Document source -

Cette bande dessinée, servie par un dessin précis et touchant, est une très belle leçon d'humanité, avec beaucoup de souffle !
Delphine
Assez unique en son genre, cette bande dessinée vous étonnera certainement !
Nous y suivons le destin d'une famille en pleine déliquescence : celle des von Schlitt, aristocrates dont l'heure de gloire appartient déjà au passé et qui tentent de garder la tête hors de l'eau dans une Prusse en pleine mutation en ce début de XXe siècle. Entre un père à la figure imposante, ancien grand cavalier héroïque de Prusse qui laissa une de ces jambes au combat, et la figure absente d'une mère en cure permanente dans un sanatorium en Suisse, les deux jeunes frères von Schlitt tentent de répondre aux exigences d'une famille de haut rang, et de faire honneur à la Tradition, mais chacun à sa manière. Oswald, l'aîné est fonceur et bagarreur, et Ludwig, le second, est rêveur et effacé. A l'école des cadets, ils se feront remarquer pour des raisons différentes et marqueront l'histoire d'une manière tout à fait inattendue... et en changeront le cours.
Avec cette intelligente uchronie, le très inspiré et étonnant auteur flamand Simon Spruyt nous plonge dans cette atmosphère fin de règne et nous décrit avec beaucoup de finesse les errements intérieurs de deux adolescents en pleine quête d'identité. Il parvient aussi avec son dessin à l'aquarelle d'une grande beauté à créer de troublantes ambiances où le lecteur se retrouve immergé avec plaisir... avant la douche froide finale !
Une bande dessinée saisissante à découvrir !
Delphine
Un tout bon roman graphique qui nous fait revisiter "L'Odyssée" d'Homère avec plaisir ! On plonge dans cet univers épique qui n'a finalement pas pris une ride, on s'évade sur l'île d'Ithaque avec de très belles ambiances méditerranéennes, et on redécouvre surtout Ulysse comme un homme à l'intelligence sensible et à la force tranquille, un homme en guenilles avec ses failles, plutôt que comme un héros lisse et poussiéreux.

À faire -
1 > D'après les critiques de bandes dessinées, où la mère des von Schlitt fait-elle sa cure permanente ?
2 > Recopiez, dans les critiques de bandes dessinées, le passage qui va de "Avec cette intelligente" à "à découvrir !".

Lignes d'un jeu de données de pointage:
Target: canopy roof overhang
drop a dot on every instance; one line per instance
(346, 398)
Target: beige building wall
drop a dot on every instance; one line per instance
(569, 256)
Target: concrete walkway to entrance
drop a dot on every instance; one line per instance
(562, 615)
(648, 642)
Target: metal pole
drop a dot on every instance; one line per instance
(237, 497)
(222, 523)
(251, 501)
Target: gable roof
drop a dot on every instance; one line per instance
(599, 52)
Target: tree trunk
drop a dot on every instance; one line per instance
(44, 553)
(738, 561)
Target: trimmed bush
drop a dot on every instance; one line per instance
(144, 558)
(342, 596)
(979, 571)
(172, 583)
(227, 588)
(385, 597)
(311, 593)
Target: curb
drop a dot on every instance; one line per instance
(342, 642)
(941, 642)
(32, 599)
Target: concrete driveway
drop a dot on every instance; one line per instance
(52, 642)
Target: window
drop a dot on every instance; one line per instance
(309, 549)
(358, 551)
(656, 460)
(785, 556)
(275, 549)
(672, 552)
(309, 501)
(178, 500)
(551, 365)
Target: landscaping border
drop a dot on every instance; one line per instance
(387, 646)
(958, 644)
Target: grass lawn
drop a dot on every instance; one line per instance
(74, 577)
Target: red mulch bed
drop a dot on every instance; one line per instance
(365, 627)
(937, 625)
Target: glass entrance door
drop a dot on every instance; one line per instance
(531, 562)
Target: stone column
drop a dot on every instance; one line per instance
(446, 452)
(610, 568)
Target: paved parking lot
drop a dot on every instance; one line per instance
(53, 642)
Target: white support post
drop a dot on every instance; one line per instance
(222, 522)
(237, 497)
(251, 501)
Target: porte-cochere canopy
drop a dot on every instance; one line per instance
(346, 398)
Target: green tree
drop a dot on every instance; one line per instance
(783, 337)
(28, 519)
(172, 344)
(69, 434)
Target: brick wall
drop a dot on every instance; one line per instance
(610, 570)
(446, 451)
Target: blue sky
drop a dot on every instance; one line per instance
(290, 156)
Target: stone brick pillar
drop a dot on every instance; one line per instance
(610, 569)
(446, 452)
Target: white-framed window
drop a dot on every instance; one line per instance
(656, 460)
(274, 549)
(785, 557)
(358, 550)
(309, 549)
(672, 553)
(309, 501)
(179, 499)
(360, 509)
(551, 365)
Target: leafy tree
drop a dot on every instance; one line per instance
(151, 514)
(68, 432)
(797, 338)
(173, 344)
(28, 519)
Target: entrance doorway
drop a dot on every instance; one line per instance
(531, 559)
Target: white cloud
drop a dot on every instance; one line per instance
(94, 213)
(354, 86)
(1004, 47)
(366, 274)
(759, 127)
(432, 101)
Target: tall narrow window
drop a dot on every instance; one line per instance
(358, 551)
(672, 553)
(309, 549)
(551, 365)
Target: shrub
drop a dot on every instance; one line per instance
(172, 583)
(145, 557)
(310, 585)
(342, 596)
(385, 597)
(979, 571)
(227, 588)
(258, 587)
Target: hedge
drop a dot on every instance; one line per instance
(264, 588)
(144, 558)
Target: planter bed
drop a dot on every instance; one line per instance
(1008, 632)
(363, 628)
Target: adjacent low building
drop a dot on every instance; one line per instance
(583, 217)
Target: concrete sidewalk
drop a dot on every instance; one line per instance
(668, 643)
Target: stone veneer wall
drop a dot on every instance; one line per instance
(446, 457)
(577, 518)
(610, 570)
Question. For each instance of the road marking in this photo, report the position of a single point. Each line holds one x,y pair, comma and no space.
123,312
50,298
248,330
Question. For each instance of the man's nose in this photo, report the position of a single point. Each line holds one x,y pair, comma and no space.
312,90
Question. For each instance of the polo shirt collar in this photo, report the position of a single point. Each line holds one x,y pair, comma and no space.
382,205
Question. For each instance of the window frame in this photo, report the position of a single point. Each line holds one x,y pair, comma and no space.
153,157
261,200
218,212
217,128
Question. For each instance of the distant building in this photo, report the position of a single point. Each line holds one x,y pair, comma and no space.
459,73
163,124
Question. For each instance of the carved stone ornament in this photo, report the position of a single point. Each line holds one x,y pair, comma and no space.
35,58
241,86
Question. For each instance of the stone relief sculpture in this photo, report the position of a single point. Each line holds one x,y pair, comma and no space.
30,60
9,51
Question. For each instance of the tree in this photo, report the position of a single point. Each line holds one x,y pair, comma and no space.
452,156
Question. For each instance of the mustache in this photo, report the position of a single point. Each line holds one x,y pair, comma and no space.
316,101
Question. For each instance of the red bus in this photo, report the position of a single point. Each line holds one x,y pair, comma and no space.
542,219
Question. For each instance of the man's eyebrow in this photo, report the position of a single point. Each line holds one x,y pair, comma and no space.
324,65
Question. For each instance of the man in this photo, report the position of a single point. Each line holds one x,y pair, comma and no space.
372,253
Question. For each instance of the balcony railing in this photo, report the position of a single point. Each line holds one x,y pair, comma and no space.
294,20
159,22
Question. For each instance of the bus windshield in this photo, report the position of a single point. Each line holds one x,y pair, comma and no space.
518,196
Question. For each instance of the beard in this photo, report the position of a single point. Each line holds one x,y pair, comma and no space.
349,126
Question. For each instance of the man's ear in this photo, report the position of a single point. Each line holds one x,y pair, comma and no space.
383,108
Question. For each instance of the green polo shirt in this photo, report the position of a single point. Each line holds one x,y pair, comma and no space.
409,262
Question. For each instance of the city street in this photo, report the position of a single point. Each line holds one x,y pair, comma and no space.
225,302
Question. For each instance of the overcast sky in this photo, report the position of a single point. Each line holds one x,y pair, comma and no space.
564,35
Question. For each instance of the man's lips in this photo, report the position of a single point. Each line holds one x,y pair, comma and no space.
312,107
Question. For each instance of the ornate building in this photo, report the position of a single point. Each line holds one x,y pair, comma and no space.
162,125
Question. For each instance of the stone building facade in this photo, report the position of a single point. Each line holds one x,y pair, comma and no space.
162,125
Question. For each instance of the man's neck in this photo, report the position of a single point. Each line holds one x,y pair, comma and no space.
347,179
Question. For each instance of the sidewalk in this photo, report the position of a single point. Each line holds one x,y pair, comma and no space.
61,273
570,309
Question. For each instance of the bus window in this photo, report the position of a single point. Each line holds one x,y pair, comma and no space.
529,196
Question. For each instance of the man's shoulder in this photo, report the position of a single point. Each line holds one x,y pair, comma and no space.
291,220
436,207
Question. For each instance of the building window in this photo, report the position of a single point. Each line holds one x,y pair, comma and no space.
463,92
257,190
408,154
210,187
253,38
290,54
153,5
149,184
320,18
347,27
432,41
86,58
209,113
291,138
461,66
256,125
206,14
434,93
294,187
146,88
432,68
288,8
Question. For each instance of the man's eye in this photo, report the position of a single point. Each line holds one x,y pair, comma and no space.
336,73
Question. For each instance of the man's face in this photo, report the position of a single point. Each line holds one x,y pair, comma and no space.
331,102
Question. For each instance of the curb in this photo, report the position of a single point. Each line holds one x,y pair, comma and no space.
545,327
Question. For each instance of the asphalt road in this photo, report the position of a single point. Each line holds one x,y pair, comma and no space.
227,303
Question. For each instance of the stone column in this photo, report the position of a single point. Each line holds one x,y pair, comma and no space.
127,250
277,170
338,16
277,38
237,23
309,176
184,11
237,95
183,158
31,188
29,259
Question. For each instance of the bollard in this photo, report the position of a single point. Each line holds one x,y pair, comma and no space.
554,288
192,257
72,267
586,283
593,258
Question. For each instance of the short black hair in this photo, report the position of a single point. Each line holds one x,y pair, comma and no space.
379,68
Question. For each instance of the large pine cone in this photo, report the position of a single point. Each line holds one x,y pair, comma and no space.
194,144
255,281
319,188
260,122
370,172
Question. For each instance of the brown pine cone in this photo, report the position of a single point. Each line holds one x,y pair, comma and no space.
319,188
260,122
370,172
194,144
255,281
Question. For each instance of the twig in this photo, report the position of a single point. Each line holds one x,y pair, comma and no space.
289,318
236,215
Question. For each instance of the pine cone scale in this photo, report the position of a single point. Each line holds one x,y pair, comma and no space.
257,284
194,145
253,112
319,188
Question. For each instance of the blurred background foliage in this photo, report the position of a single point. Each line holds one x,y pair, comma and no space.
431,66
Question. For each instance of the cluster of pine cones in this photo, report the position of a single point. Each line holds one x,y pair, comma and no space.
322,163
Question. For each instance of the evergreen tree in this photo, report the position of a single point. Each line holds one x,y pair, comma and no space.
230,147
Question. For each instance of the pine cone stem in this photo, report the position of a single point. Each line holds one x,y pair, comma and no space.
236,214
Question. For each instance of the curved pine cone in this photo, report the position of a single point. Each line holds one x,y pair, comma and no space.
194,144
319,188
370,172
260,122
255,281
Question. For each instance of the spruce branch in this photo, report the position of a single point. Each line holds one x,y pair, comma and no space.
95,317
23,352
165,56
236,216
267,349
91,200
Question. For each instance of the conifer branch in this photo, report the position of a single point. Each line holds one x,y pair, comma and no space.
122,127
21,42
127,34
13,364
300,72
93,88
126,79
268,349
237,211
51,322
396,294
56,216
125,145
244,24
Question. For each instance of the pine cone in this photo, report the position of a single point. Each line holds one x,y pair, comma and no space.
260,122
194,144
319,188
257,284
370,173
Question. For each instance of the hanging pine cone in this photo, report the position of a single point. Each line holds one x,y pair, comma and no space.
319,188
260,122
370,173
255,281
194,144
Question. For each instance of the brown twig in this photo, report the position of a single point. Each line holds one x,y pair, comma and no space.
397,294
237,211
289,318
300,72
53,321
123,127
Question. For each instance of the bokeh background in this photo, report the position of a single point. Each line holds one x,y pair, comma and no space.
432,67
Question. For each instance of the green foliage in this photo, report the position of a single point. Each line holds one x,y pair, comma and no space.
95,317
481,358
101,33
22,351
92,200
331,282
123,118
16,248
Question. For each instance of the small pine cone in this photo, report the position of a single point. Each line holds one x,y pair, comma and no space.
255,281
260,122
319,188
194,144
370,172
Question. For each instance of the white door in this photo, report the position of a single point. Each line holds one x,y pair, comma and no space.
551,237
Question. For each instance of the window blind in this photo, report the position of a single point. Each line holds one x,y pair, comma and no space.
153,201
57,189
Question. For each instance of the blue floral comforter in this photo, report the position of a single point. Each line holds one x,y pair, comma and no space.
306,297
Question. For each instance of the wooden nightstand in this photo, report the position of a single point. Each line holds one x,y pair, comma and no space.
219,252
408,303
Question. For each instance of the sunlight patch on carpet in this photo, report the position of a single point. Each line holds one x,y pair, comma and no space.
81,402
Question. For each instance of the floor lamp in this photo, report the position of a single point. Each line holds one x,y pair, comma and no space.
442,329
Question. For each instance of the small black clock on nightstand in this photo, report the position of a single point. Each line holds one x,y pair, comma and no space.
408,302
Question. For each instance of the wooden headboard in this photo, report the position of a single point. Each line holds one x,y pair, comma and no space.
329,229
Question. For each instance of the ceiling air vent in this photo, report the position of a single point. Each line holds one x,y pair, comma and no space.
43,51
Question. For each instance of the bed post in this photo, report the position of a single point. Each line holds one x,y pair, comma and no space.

Réponses finales -
1 > Dans un sanatorium en Suisse.

2 >
Avec cette intelligente uchronie, le très inspiré et étonnant auteur flamand Simon Spruyt nous plonge dans cette atmosphère fin de règne et nous décrit avec beaucoup de finesse les errements intérieurs de deux adolescents en pleine quête d'identité. Il parvient aussi avec son dessin à l'aquarelle d'une grande beauté à créer de troublantes ambiances où le lecteur se retrouve immergé avec plaisir... avant la douche froide finale !
Une bande dessinée saisissante à découvrir !